◆ Excerpted passage:
This week I attended the Third Annual Jordahl Lecture, established by the Gaylord Nelson Institute for Environmental Studies in Madison, Wisconsin.
This year’s lecture, intended to celebrate the 50th Anniversary of the signing of the Wilderness Act, was given by renowned environmental historian William Cronon. As we ponder revisions to both New York State’s Open Space Conservation Plan and the Adirondack Park State Land Master Plan (SLMP), Cronon’s presentation provides an interesting and useful historical perspective.
William Cronon, for those who are unfamiliar with him, is one of the most important figures in the country in the ongoing debate over the meaning of wilderness. Just this September The Wilderness Society presented him with their highest honor, the Robert Marshall Award, for his contributions to the protection of America’s wild places. This is a fitting honor, as Bob Marshall’s landmark 1930 essay “The Problem of Wilderness,” which played an essential role in spurring America to define and protect wilderness areas, was well bookended at the end of the century by Cronon’s famous and controversial 1995 essay “The Trouble with Wilderness,” which challenged the conventional thinking about what wilderness really was. I encourage everyone to read both.
Many saw (and still see) Cronon’s essay as an attack on the very values Marshall and others fought for, indeed the very values defined by our own Forever Wild Amendment and SLMP, which instantiated Wilderness as a pristine sanctuary “untrammeled by man – where man himself is a visitor who does not remain.” My reading of Cronon’s essay is different. Contrary to the claims of his critics, I think it is clear that he celebrates wilderness as we all do. But he challenges us to see that wilderness is a perspective of our own creation, not an independent fact of nature, and further that this conception, idealized as it is, poses serious problems for our relationship to the natural world. It is a strong argument. Cronon would be no more hasty to remove the protections from Adirondack Wilderness than we would, but his perspective bears consideration when we ponder the values and policies we want reflected in the SLMP and the Open Space Conservation Plan.
It would surprise no one who knows something of the history of wilderness preservation that the Adirondacks were mentioned throughout the evening. Even when Cronon did not refer to the Adirondacks explicitly, virtually every person he talked about, from Teddy Roosevelt to Howard Zahniser, had a direct connection to the Park that helped to define their dedication to the cause. The lecture reinforced the extent to which the Adirondacks play a foundational role in wilderness preservation. Cronon himself made this point, to polite laughter from a Midwestern crowd who clearly had no belief that New York State could ever have had actual wilderness.
Cronon began with the biblical conceptions of wilderness as a savage place carved away both physically and metaphorically by the Puritans as they fashioned an improved version of Christianity in the New World. This was the same wilderness of hostility and danger that was tamed on the frontier by pioneers.
He then traced the historical events, from the French Revolution and William Wordsworth’s reaction to its excesses, to Frederick Jackson Turner’s landmark 1893 essay, “The Significance of the Frontier in American History,” that began to radically change our relationship to wilderness.

[Stored items from a collection]
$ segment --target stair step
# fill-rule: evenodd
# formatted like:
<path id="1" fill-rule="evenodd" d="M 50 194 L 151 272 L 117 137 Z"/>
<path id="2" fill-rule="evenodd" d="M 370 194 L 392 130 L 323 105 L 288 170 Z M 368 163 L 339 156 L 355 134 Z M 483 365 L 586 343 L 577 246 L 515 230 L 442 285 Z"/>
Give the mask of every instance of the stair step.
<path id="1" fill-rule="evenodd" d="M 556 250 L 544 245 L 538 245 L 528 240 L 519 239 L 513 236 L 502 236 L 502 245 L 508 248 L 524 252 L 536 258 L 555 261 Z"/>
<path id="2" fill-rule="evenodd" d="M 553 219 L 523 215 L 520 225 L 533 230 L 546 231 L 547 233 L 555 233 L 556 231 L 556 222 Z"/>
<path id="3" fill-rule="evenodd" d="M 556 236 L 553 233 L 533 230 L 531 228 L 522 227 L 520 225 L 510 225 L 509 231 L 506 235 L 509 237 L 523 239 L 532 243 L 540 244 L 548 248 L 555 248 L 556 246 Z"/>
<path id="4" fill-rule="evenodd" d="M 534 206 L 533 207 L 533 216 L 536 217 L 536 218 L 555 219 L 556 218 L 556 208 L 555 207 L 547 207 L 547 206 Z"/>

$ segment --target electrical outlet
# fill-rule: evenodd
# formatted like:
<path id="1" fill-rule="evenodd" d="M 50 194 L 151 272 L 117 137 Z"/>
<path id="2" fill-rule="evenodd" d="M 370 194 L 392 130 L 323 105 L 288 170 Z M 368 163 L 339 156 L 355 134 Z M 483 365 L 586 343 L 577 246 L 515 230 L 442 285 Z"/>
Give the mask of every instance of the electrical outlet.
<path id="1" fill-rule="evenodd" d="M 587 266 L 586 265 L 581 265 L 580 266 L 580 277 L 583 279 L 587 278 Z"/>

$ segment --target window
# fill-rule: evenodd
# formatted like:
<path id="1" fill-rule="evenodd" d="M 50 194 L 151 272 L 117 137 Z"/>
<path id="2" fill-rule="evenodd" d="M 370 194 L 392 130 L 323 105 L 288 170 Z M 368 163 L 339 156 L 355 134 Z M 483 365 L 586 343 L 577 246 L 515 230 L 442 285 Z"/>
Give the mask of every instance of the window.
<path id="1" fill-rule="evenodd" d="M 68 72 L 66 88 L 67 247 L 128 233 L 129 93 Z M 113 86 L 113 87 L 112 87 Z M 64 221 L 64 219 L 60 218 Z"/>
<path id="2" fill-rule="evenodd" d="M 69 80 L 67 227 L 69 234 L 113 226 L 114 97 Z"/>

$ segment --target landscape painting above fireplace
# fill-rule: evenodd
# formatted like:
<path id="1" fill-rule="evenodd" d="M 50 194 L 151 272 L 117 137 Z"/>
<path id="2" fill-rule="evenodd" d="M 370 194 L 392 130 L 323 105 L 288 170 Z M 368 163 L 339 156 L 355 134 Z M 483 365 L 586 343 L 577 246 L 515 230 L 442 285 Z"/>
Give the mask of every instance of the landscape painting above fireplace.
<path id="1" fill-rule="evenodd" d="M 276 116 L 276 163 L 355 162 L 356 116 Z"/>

◆ Objectives:
[a] In the Jordahl Lecture piece, what award did The Wilderness Society present to William Cronon this September?
[b] Please repeat the Jordahl Lecture piece word for word, starting at "William Cronon, for" and ending at "to read both.".
[c] Pick up the Jordahl Lecture piece after its final sentence and continue writing it.

◆ Answers in order:
[a] The Robert Marshall Award, the society's highest honor.

[b]
William Cronon, for those who are unfamiliar with him, is one of the most important figures in the country in the ongoing debate over the meaning of wilderness. Just this September The Wilderness Society presented him with their highest honor, the Robert Marshall Award, for his contributions to the protection of America’s wild places. This is a fitting honor, as Bob Marshall’s landmark 1930 essay “The Problem of Wilderness,” which played an essential role in spurring America to define and protect wilderness areas, was well bookended at the end of the century by Cronon’s famous and controversial 1995 essay “The Trouble with Wilderness,” which challenged the conventional thinking about what wilderness really was. I encourage everyone to read both.

[c]
Cronon showed how the romantic predilections of nineteenth century thinkers and artists, from Ralph Waldo Emerson to Thomas Cole, fashioned an ideal of wilderness as an untarnished exemplar of the works of God and a fundamental part of the our national identity, of masculine strength and of the American psyche. This evolved into the wilderness of Thoreau, Roosevelt, Leopold and Marshall: as a place both precious, pristine, manly and necessary to our humanity.
This historical narrative, Cronon pointed out, ties into his thesis that wilderness is not a transparent attribute of nature, but instead a perspective about how certain parts of the world are interpreted as worthy of saving, of salvation, of reverence. When thinking about wilderness and fighting for it, Cronon says, representation is as important as the fact of the place itself.
It was in this perspective of wilderness that fear of the automobile and its roads, penetrating the sublime, as it were, launched the modern wilderness movement. Cronon recounted the trip into the Tennessee Valley taken by Bob Marshall, Benton MacKaye, Harvey Broome, and Bernard Frank, where the ugliness of the very road upon which they traveled helped spur the proposal to form the Wilderness Society. He related Aldo Leopold’s impassioned call to keep the Gila National Forest roadless even as roads were being built in virtually all other National Forest areas.
From this developing Twentieth Century land ethic Cronon brought us to Howard Zahniser and the 1964 Wilderness Act which was overwhelmingly approved by a bipartisan coalition that could not be imagined today.
The arc of Cronon’s lecture reminded us of the relevance of wilderness to our American identity, of the importance of the masculine notion of frontier prowess and strength, of the essential importance of the prohibition on roads and mechanisms to protected wilderness, and finally to the romantic power of our perception of wilderness as a place pristine – in other words, wilderness as an aesthetic. Whatever you may think of these ideas, they are important to understand as we assess the creation of the Adirondack Park State Land Master Plan and consider its future.
Photo: Giant Mountain
Here’s a postscript. Cronon’s lecture was entitled American Wilderness, Past, Present, and Future: A Historical Meditation. At the end of his lecture, when he arrived at the future of wilderness, he raised but one issue. Time was short and no doubt he could have discussed a hundred future issues if he had been able. But what one issue did he highlight? Climate change? Our on-line, social media culture? Resource contention? Technology?
Nope. It was Diversity. And he posed the question of its importance just about exactly as we have here in the Adirondacks.
Pete, well written and interpreted. Cronon’s writing about the wild in America has touched me off a few times, but he remains an important landscape historian and your account of his lecture is appreciated, as is your postscript on the future of wilderness.
Thanks for this reflection!
I took one of Bill Cronon’s courses as an undergrad at the University of Wisconsin; he and his writing strongly influenced my development as an environmentalist. What I took from him first is that cultivating a sense of connection to and respect for nature ‘close to home’ is as critical as protecting vast tracts of land – and without the former, you won’t have people connected enough to the land to understand the importance of the latter. The other lesson I’ve taken from Cronon is that landscapes are created by humans, whether by direct or indirect impact or by choosing not to impact (e.g. via wilderness designation) – there is no such thing as “wild nature.” I think it’s strange when people try to hide the human history associated with places that are now protected – we’re denying our past in an effort to create a false impression of wildness.
Just some rambling on one of my favorite philosophical topics: what is natural? what is restoration? to what conditions should restoration ecologists be attempting to restore landscapes?
Thanks again and enjoy Madison!
Good questions all, very much relevant today as we look at amending the SLMP.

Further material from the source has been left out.